Tras una primera visita a la villa Windsor, en su día residencia de los duques de Windsor —adquirida y restaurada por Mohamed al Fayed—, Diana y Dodi (36 y 42 años respectivamente) se dirigieron al hotel Ritz, en la plaza Vendôme de París. Ocuparon los asientos traseros del Mercedes negro blindado, con cristales tintados, que utilizaba Dodi cuando estaba en París, conducido por su chófer habitual, Philippe Dourneau. En el hotel descansaron unas horas en la suite Imperial. Dodi hizo una breve escapada para recoger de manos del joyero Repossi un anillo que pensaba regalar a Diana.

Datos proporcionados

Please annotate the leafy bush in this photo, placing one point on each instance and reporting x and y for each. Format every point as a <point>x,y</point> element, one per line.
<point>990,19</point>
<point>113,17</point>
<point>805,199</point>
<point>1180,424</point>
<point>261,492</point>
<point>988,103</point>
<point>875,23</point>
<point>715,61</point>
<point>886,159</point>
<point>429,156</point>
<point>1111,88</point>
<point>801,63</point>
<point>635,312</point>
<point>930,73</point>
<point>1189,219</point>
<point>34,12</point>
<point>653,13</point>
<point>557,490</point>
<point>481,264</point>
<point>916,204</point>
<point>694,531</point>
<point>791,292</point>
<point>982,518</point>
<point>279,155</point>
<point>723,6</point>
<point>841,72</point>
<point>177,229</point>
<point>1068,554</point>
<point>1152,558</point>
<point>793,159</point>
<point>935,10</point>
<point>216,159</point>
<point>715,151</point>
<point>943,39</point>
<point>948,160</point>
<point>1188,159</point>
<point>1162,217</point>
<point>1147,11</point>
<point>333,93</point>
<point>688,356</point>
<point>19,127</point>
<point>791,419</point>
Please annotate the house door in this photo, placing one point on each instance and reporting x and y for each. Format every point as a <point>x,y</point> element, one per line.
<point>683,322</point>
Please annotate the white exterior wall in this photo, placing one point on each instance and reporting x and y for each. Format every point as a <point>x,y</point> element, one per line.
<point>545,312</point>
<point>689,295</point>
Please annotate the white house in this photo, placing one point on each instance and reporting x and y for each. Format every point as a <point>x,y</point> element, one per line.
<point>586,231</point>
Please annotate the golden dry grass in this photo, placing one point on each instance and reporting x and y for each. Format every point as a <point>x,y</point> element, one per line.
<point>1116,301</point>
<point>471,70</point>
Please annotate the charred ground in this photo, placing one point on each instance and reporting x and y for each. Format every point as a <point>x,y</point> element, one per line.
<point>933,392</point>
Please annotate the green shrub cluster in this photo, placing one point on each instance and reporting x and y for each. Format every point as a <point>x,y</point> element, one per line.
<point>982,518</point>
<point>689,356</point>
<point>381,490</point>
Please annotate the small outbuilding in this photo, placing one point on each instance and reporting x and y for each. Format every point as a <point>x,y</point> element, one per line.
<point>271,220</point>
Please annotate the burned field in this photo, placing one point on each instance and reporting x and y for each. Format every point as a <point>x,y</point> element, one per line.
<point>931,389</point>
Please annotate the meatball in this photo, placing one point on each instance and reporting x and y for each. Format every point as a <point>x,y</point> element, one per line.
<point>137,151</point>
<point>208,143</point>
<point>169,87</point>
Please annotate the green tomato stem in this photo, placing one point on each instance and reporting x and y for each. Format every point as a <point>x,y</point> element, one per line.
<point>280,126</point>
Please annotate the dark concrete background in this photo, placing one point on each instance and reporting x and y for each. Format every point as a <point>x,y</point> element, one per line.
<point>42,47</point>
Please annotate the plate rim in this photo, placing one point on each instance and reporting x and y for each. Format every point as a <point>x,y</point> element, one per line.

Consigna
Según el fragmento sobre la estancia de Diana y Dodi en París, ¿con qué fin hizo Dodi una breve escapada durante las horas en el hotel Ritz? Explíquelo en una a tres oraciones.

Respuesta
Dodi se ausentó brevemente para recoger, de manos del joyero Repossi, un anillo que pensaba regalar a Diana.